Directions.
(a) In the text on innovation, what range is given for the likelihood that a big company will die within the next five years?
(b) Name every company that the text on innovation mentions by name.
(c) Reproduce the text on innovation from "Do the answers" to "for different reasons.".

Especially large corporations are in dire need of new ideas, so their desire for innovation and the surrounding content comes as no surprise — especially given the fact that the likelihood for a big company to die within the next five years has risen from single digits to anywhere between 25–40% depending on the sector. Think about it: almost one in three publicly-traded industrial goods companies in the US will be gone in five years. Lockheed Martin? Boeing? John Deere? You make your pick.
Do we really know what innovation is? Does it even matter?
Too often people get caught up in the exact definition and topology of innovation. When ideating around different topics and building prototypes quickly, I’ve encountered this myself when I was faced with questions like:
- How is this an innovation? It’s not a new idea, is it?
- How can it be an innovation when it is not completely new technology?
- Aren’t you just reassembling existing technologies? How will you build moonshots like that?
Do the answers to these questions even matter? Are they even the right questions? Let’s look at three striking examples to sort this out:
The Hyperloop
Shooting people in capsules in vacuum tubes at up to 1200km/h from LA to San Francisco in 10 minutes. An innovation? You can literally hear the innovation community scream “YES!”. Well, here’s a surprise: it’s essentially not a new idea. Sending capsules in vacuum tubes at reduced to almost no friction has been around since 1850 when banks used pneumatic tubes to distribute letters. I’d still argue the Hyperloop is a terrific innovation, but for different reasons.

Records from a data collection:
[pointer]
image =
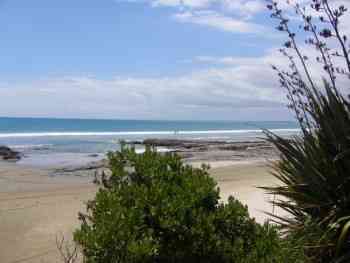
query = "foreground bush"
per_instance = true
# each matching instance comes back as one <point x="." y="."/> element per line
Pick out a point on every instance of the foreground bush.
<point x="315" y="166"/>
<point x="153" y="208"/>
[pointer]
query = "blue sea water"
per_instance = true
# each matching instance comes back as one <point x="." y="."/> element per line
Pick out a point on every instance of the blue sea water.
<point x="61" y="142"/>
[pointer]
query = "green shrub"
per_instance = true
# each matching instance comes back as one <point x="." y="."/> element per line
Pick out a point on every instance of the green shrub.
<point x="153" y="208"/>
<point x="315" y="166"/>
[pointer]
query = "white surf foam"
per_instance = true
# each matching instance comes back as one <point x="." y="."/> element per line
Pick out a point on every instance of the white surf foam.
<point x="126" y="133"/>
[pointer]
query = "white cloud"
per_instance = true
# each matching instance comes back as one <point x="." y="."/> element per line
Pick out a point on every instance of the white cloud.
---
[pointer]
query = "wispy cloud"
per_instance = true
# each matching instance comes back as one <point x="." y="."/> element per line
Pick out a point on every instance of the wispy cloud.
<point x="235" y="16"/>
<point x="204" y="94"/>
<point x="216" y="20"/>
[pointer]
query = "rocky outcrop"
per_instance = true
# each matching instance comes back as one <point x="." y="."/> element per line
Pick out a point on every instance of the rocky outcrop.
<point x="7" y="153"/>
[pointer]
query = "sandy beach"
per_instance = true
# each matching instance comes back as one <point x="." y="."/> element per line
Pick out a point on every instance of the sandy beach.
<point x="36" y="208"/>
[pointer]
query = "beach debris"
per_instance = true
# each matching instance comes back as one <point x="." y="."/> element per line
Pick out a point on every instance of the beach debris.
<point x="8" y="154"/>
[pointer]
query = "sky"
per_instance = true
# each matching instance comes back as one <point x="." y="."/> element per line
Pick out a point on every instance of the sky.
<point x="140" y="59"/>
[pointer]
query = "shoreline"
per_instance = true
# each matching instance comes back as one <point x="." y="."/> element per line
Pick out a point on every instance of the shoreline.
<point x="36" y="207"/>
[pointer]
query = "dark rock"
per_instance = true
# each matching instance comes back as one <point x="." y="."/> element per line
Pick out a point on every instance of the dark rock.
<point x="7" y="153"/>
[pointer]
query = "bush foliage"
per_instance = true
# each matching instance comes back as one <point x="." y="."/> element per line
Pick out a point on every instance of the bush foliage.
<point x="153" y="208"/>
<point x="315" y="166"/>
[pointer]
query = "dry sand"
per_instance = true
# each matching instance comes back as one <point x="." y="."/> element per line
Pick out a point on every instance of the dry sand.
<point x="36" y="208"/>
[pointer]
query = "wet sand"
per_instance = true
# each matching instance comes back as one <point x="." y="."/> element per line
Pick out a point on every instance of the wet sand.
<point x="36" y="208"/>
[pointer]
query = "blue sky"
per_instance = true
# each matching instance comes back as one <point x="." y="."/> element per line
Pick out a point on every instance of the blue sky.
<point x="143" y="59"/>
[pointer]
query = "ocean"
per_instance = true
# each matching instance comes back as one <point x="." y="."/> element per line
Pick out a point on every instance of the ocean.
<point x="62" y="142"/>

Exercise results.
(a) Anywhere between 25–40%, depending on the sector.

(b) Lockheed Martin, Boeing, John Deere

(c)
Do the answers to these questions even matter? Are they even the right questions? Let’s look at three striking examples to sort this out:
The Hyperloop
Shooting people in capsules in vacuum tubes at up to 1200km/h from LA to San Francisco in 10 minutes. An innovation? You can literally hear the innovation community scream “YES!”. Well, here’s a surprise: it’s essentially not a new idea. Sending capsules in vacuum tubes at reduced to almost no friction has been around since 1850 when banks used pneumatic tubes to distribute letters. I’d still argue the Hyperloop is a terrific innovation, but for different reasons.